Data for this exercise section start

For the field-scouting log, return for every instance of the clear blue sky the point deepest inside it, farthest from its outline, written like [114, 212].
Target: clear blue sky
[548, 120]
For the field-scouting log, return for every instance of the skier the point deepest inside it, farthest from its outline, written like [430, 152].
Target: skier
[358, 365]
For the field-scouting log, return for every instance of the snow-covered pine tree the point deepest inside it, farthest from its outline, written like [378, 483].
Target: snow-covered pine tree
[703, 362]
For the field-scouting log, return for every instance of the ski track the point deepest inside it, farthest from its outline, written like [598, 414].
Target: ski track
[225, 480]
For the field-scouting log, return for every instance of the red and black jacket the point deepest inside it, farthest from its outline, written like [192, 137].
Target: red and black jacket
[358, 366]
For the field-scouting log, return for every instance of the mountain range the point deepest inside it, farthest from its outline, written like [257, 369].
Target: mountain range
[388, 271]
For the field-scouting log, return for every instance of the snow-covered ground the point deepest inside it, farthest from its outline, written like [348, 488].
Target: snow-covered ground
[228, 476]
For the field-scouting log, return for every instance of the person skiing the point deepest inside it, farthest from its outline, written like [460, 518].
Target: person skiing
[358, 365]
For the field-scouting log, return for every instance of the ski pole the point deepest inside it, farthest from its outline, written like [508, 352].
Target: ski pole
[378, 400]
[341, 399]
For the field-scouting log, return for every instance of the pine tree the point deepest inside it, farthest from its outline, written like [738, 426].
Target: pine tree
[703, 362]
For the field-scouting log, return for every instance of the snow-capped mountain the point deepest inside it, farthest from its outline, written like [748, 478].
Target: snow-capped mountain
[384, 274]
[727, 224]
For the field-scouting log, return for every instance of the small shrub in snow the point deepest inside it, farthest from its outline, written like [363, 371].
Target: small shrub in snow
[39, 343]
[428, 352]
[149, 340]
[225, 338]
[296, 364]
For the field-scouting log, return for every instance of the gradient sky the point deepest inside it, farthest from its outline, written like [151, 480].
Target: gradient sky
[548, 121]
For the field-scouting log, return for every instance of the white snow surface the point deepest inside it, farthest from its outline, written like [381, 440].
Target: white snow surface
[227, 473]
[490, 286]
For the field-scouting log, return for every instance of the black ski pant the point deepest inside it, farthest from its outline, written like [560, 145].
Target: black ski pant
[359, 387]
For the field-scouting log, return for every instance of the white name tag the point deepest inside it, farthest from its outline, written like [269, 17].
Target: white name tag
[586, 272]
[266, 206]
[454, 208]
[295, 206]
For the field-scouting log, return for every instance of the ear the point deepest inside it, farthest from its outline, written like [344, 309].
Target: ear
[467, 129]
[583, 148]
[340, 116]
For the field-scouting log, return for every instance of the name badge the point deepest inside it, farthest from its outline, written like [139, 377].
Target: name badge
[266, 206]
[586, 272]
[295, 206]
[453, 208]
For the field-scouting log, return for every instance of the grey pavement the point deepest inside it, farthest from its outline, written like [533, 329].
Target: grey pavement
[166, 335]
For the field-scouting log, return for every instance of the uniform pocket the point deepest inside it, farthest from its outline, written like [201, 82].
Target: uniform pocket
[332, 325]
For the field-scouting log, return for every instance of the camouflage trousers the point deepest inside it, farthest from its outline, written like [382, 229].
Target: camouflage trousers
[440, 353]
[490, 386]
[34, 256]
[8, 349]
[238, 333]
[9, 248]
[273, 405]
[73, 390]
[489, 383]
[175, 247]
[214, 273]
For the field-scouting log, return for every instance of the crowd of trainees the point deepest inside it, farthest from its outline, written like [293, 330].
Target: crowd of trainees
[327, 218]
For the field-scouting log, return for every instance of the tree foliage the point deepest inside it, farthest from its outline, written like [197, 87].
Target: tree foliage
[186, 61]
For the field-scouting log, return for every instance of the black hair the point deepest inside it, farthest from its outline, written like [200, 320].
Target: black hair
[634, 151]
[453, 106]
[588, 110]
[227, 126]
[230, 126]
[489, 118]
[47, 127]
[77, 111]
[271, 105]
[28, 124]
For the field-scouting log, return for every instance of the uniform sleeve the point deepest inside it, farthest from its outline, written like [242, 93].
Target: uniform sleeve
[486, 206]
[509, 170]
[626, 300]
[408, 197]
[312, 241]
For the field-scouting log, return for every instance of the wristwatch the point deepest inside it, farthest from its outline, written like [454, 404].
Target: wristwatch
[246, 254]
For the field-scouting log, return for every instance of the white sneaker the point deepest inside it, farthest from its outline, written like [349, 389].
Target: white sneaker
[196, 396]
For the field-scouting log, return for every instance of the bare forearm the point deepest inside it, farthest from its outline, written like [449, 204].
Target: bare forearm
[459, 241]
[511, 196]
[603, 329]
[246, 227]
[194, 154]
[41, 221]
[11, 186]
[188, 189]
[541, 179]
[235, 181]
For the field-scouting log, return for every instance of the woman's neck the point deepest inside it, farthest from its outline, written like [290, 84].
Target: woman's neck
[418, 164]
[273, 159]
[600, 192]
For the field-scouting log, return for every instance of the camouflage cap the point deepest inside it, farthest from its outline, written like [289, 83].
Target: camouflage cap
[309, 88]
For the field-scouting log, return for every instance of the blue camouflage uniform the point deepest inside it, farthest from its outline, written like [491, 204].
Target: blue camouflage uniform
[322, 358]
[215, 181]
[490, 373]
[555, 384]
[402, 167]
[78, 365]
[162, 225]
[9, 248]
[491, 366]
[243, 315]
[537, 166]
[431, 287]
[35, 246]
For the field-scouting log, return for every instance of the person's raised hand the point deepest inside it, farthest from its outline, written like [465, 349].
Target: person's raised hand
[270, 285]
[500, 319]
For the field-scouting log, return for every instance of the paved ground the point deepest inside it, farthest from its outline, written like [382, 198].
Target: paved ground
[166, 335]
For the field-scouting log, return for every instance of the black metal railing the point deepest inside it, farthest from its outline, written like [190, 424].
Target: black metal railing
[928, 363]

Data for this exercise section end

- **Assignment**
The answer must be the full listing, returned exactly as given.

- **Answer box**
For the field-scouting log, return for every instance of the clear blue sky the point deepest inside it, farthest from its outline, written like [114, 212].
Target: clear blue sky
[548, 120]
For the field-scouting log, return for every instance of the skier the point deepest inside it, farthest from its outline, written like [430, 152].
Target: skier
[358, 365]
For the field-scouting log, return for every instance of the snow-covered pine tree the point deepest inside it, farthest from its outline, written like [378, 483].
Target: snow-covered pine tree
[703, 362]
For the field-scouting log, return for every instance of the ski track the point deepest inside it, farthest from its outline, written like [598, 414].
Target: ski track
[225, 480]
For the field-scouting log, return for every instance of the red and black jacket the point deepest inside it, farthest from its outline, written like [192, 137].
Target: red and black jacket
[358, 366]
For the field-scouting log, return for every instance of the mountain range the point deepest inside it, farthest from its outline, written like [257, 369].
Target: mountain range
[388, 271]
For the field-scouting log, return for every instance of the snow-covered ground the point deepest inside it, farthest from its outline, written like [348, 488].
Target: snow-covered ground
[228, 476]
For the field-scouting log, return for every instance of the person skiing the point deepest inside it, farthest from its outline, written like [460, 518].
Target: person skiing
[358, 365]
For the field-scouting log, return for every instance of the ski pole the point deepest inside it, farthest from its outline, written like [508, 352].
Target: ski pole
[378, 400]
[341, 399]
For the field-scouting log, return for every instance of the pine tree the point deepest inside it, farthest from its outline, written like [738, 426].
Target: pine tree
[703, 362]
For the field-scouting log, return for every instance of the snow-capped mountain the point deepest inside it, farthest from its outline, written like [748, 478].
Target: snow-capped mountain
[384, 274]
[727, 224]
For the field-scouting log, return for every instance of the small shrub in snow the point deepest inside it, farthest from its outline, written like [363, 371].
Target: small shrub in snow
[39, 343]
[428, 352]
[149, 340]
[225, 338]
[296, 364]
For the field-scouting log, return for every instance of the gradient sky the point deepest inside it, farthest from its outline, written like [151, 480].
Target: gradient sky
[548, 121]
For the field-scouting log, return for every instance of the white snow surface the point deepest inside it, farthest from its outline, written like [381, 440].
Target: white snow surface
[227, 473]
[490, 286]
For the field-scouting log, return for every instance of the black ski pant the point deepest inside it, farthest from its outline, written like [560, 145].
Target: black ski pant
[359, 387]
For the field-scouting log, return for every instance of the white name tag the point deepest inside it, farthest from its outline, written like [269, 17].
Target: white name tag
[586, 272]
[266, 206]
[454, 208]
[295, 206]
For the field-scouting log, return for every instance of the ear the point deepest inside it, farthest from its outline, written like [344, 309].
Target: ear
[467, 129]
[583, 148]
[340, 116]
For the field-scouting log, return for every instance of the name badge the point deepest inside it, farthest from its outline, written like [139, 377].
Target: name badge
[266, 206]
[586, 272]
[295, 206]
[453, 208]
For the field-scouting log, return for every instance of the grey pavement the point deepest inside it, farthest from its outline, written like [533, 329].
Target: grey pavement
[166, 335]
For the field-scouting log, return for every instance of the uniform pocket the point deepest inside it, farthest from its outline, written like [201, 82].
Target: uniform pocket
[332, 325]
For the field-scouting log, return for every instance of the camouflage trousers the point deepest inside it, farthest from its outline, written like [382, 229].
Target: camouflage trousers
[440, 353]
[490, 386]
[34, 256]
[8, 349]
[238, 333]
[9, 248]
[273, 405]
[73, 390]
[489, 383]
[175, 247]
[214, 273]
For the field-scouting log, return for every instance of the crowd of trainees the point deepest inside it, farthest from its outline, written like [293, 330].
Target: crowd of trainees
[327, 218]
For the field-scouting log, return for every instance of the tree foliage the point deepest inside it, farthest from its outline, written like [197, 87].
Target: tree foliage
[186, 61]
For the field-scouting log, return for every instance of the black hair the point deepest inside it, farthest from its outline, written like [200, 320].
Target: black hair
[634, 151]
[453, 106]
[588, 110]
[227, 126]
[230, 126]
[489, 118]
[47, 127]
[77, 111]
[271, 105]
[28, 124]
For the field-scouting log, return for every instance of the uniform sleeve the point deepest inside it, farthest from its outline, written like [242, 93].
Target: uniform sleeve
[486, 206]
[509, 170]
[626, 300]
[408, 197]
[312, 241]
For the field-scouting log, return for every instance of the wristwatch the point deepest inside it, farthest from its outline, written like [454, 404].
Target: wristwatch
[246, 254]
For the field-scouting log, return for every instance of the white sneaker the point deepest inside it, farthest from its outline, written like [349, 389].
Target: white sneaker
[196, 396]
For the field-scouting log, return for every instance of the bare forearm the point deepest inside it, farthest from its outline, written like [449, 204].
Target: bare forearm
[459, 241]
[511, 196]
[603, 329]
[246, 227]
[194, 154]
[41, 221]
[11, 186]
[188, 189]
[541, 179]
[235, 181]
For the field-scouting log, return for every instance of the woman's neck the point deepest inside it, farthest from its outline, written like [290, 84].
Target: woman's neck
[418, 164]
[273, 159]
[600, 192]
For the field-scouting log, return for every instance of the camouflage cap the point deepest inside it, farthest from its outline, written like [289, 83].
Target: camouflage cap
[309, 88]
For the field-scouting log, return for every instance of the blue camouflage uniform the point deepest inside it, farthest from its outline, written like [491, 204].
Target: blue camouflage uniform
[322, 358]
[215, 181]
[490, 373]
[555, 384]
[402, 167]
[78, 365]
[162, 225]
[9, 248]
[491, 366]
[243, 315]
[537, 166]
[431, 287]
[35, 246]
For the field-scouting log, return for every instance of the person's raised hand the point deepest inside it, farthest from its outline, written like [465, 349].
Target: person's raised hand
[270, 285]
[500, 319]
For the field-scouting log, return for every instance of the paved ground the point deepest inside it, farthest from its outline, written like [382, 198].
Target: paved ground
[166, 335]
For the field-scouting log, return for every instance of the black metal railing the point deepest inside it, farthest from its outline, written like [190, 424].
Target: black metal railing
[928, 363]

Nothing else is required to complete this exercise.